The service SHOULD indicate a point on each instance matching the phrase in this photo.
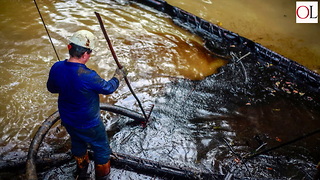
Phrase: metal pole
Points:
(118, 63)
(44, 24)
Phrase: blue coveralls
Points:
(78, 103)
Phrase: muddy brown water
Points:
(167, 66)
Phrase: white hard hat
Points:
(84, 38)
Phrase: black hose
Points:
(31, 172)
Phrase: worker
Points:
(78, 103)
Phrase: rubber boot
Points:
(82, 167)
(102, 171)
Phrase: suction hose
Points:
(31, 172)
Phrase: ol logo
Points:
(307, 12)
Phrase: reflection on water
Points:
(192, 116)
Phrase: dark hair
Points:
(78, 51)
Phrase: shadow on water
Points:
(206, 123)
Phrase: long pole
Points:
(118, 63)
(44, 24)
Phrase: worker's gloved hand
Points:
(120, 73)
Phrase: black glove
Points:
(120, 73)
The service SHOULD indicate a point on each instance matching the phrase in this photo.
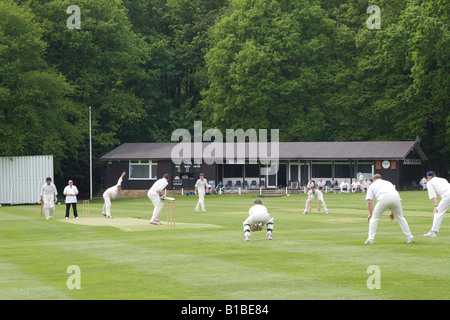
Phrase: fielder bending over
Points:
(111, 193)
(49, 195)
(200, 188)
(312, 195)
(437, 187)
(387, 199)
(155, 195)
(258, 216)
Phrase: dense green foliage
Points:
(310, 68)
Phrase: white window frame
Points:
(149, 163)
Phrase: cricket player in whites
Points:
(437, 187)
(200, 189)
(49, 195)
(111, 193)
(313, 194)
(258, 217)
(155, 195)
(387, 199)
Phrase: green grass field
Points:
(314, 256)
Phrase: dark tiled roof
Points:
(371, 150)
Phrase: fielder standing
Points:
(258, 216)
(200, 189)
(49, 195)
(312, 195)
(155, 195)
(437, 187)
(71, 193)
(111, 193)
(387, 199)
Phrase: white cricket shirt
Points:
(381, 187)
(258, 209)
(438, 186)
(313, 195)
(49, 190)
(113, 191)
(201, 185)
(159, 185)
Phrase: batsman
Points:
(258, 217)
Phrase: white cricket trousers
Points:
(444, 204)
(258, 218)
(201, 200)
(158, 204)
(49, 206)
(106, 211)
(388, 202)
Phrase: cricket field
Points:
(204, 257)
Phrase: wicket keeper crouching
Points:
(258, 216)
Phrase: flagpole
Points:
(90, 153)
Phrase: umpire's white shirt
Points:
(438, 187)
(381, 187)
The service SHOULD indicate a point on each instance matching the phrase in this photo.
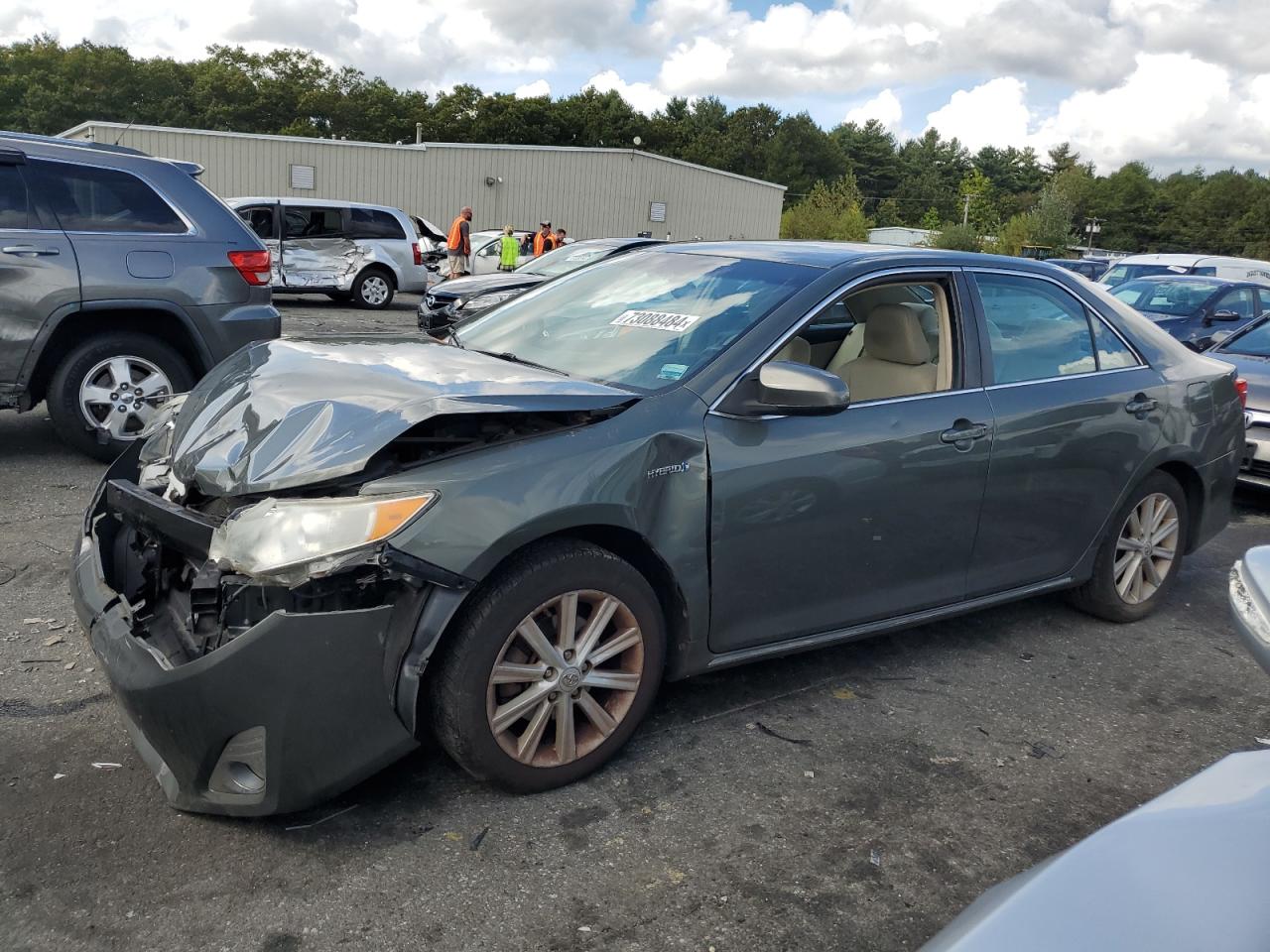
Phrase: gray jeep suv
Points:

_ _ _

All of the entries above should be retyped exactly, with the pictures left out.

The service SHOULD indicate a point on each instance matching the phrase in this photo.
Phrase: metal pole
Points:
(118, 63)
(44, 24)
Phrase: blue coveralls
Points:
(78, 103)
Phrase: muddy brown water
Points:
(167, 66)
Phrase: white hard hat
Points:
(84, 38)
Phrase: black hose
Points:
(31, 172)
Phrase: worker
Points:
(78, 103)
Phrase: rubber boot
Points:
(82, 167)
(102, 171)
Phrase: suction hose
Points:
(31, 172)
Phrase: ol logo
Points:
(307, 12)
Phrase: reflection on water
Points:
(192, 116)
Phrase: dark hair
Points:
(78, 51)
Phrase: shadow on water
Points:
(206, 123)
Phrase: long pole
Points:
(118, 63)
(44, 24)
Phrase: worker's gloved hand
Points:
(120, 73)
Phrase: black glove
Points:
(120, 73)
The service SHOULD indicate a point on each instance matching the phrase in this photo.
Phrase: fielder bending over
Points:
(111, 193)
(49, 195)
(200, 188)
(312, 195)
(437, 187)
(387, 199)
(155, 195)
(258, 216)
Phrase: dense green foliage
Points:
(310, 68)
Phrase: white window frame
Points:
(149, 163)
Phrase: cricket player in whites
Points:
(437, 187)
(200, 189)
(49, 195)
(111, 193)
(313, 194)
(258, 217)
(155, 195)
(387, 199)
Phrase: green grass field
Points:
(314, 256)
Phrase: dark tiled roof
Points:
(371, 150)
Phrase: fielder standing
Points:
(258, 216)
(200, 189)
(49, 195)
(312, 195)
(155, 195)
(437, 187)
(71, 193)
(111, 193)
(387, 199)
Phrase: white cricket shirt
Points:
(381, 187)
(258, 209)
(438, 186)
(313, 195)
(49, 190)
(113, 191)
(201, 185)
(159, 185)
Phrase: batsman
Points:
(258, 217)
Phrase: white cricket trousers
Points:
(444, 204)
(258, 218)
(201, 200)
(158, 204)
(49, 206)
(106, 211)
(388, 202)
Phrase: cricket field
Points:
(204, 257)
Phrase: wicket keeper crouching
Points:
(258, 216)
Phrase: flagpole
Points:
(90, 153)
Phrase: umpire's white shirt
Points:
(438, 187)
(381, 187)
The service SHOULD indicate a point on each instance matching the phrase in this photo.
Phrase: gray jeep suv
Points:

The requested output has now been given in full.